▶ [Your objective]
Write out each line of the listing below that includes the string "white".

▶ [Material for this task]
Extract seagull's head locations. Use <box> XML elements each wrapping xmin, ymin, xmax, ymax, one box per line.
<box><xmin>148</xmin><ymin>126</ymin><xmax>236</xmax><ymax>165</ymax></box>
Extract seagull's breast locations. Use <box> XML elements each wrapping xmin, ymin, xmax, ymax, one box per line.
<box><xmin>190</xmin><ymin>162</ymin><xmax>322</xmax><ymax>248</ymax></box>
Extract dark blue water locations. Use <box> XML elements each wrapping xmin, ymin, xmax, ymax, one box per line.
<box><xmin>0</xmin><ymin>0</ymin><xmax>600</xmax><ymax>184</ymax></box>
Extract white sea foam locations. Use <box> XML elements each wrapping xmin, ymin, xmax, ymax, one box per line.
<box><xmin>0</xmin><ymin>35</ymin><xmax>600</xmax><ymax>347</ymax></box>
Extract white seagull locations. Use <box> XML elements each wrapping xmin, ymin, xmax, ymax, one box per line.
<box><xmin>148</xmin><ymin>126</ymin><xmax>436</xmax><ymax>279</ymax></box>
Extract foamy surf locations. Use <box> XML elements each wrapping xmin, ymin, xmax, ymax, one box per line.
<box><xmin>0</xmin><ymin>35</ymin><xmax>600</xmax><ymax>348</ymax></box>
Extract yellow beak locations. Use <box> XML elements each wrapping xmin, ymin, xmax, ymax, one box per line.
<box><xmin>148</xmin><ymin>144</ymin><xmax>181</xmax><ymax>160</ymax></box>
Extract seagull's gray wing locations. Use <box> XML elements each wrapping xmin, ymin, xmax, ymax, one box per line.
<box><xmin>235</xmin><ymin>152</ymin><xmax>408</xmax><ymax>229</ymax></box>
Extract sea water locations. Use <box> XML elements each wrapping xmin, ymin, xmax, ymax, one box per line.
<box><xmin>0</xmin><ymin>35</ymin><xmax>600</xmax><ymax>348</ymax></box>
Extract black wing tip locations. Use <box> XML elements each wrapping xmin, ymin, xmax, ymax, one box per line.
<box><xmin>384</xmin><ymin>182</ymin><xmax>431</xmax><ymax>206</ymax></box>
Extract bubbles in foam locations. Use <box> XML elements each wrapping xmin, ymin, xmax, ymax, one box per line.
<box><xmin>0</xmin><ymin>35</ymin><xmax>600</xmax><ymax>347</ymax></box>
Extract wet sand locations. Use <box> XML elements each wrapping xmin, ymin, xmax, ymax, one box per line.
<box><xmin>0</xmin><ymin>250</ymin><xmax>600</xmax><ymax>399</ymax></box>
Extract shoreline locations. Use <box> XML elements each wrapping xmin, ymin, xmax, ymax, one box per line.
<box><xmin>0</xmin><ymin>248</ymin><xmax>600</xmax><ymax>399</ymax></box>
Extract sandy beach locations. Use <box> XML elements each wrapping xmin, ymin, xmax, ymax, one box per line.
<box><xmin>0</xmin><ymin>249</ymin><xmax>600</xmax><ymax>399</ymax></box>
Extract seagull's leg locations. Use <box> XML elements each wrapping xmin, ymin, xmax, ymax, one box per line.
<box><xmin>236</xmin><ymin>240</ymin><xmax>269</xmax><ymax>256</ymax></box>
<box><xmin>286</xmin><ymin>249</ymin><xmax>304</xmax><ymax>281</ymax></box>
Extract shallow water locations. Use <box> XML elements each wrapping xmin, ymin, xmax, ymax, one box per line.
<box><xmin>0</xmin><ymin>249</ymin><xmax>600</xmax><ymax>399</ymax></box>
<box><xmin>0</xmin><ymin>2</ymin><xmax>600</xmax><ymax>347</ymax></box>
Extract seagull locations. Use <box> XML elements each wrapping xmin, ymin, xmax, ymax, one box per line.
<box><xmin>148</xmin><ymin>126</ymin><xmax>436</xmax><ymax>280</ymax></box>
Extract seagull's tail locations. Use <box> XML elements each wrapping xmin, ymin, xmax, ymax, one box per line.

▶ [Response to the exercise]
Extract white sea foam locations. Use <box> XML elements each wrapping xmin, ymin, xmax, ymax, one box per line.
Extract white seagull locations. Use <box> XML elements each wrapping xmin, ymin, xmax, ymax, one box per line.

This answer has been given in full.